Job:
Gather every line in the entries below that contains the string "bathroom". Case counts, so a line matches only if its letters are the same case.

Material supplied:
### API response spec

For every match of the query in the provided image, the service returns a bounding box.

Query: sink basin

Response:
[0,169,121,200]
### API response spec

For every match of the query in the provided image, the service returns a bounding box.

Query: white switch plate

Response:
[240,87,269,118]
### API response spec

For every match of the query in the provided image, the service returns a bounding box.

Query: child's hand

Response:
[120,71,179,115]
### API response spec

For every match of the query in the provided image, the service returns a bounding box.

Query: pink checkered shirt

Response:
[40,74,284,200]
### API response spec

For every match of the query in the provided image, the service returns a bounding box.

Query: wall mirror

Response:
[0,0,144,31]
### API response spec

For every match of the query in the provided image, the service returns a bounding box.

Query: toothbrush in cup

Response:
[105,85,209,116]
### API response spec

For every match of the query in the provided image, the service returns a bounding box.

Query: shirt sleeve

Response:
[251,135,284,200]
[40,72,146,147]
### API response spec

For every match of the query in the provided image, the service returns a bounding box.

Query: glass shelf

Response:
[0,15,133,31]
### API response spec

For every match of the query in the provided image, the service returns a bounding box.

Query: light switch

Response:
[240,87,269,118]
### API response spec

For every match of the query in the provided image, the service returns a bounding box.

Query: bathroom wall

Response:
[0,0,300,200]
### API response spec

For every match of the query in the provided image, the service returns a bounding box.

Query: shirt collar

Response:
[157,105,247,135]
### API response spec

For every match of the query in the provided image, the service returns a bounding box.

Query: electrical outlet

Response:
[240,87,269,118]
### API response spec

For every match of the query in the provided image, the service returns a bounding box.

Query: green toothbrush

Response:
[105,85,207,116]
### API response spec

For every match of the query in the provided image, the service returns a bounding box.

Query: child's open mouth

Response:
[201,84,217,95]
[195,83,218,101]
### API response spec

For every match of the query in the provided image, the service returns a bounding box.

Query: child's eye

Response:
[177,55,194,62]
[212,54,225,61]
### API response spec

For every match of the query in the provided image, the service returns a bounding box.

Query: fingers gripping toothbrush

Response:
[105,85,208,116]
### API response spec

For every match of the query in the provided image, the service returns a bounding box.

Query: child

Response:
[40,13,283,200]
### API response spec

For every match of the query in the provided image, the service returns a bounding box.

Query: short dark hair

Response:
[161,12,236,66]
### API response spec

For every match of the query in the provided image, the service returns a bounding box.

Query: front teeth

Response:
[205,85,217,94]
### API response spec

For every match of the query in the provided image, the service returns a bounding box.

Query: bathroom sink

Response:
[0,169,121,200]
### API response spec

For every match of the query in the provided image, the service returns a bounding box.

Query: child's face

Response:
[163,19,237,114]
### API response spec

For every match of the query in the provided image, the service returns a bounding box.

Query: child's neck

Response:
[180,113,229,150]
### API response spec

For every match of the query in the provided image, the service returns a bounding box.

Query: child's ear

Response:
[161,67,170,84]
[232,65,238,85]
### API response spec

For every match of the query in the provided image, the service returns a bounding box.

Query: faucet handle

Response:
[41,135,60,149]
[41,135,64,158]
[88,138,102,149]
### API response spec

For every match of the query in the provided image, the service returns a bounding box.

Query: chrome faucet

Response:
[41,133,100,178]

--

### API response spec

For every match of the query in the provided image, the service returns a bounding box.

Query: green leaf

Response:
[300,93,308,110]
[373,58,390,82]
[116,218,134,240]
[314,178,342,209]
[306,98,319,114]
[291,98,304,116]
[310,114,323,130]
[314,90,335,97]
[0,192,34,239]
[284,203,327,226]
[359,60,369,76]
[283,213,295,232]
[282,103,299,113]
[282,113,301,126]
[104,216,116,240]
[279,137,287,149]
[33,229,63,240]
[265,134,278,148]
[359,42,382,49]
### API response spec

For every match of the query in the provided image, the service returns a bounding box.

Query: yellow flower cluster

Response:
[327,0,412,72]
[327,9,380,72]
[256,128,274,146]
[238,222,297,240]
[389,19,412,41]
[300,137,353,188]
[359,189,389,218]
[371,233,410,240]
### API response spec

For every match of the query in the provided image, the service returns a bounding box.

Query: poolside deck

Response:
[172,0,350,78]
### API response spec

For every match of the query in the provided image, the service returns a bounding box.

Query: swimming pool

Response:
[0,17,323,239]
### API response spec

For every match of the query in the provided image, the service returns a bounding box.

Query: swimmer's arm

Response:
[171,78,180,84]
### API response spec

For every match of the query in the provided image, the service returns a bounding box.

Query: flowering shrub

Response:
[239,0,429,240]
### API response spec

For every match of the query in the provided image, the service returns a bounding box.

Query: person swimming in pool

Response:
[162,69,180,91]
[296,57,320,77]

Written reply:
Query: bathroom wall
Query: bathroom sink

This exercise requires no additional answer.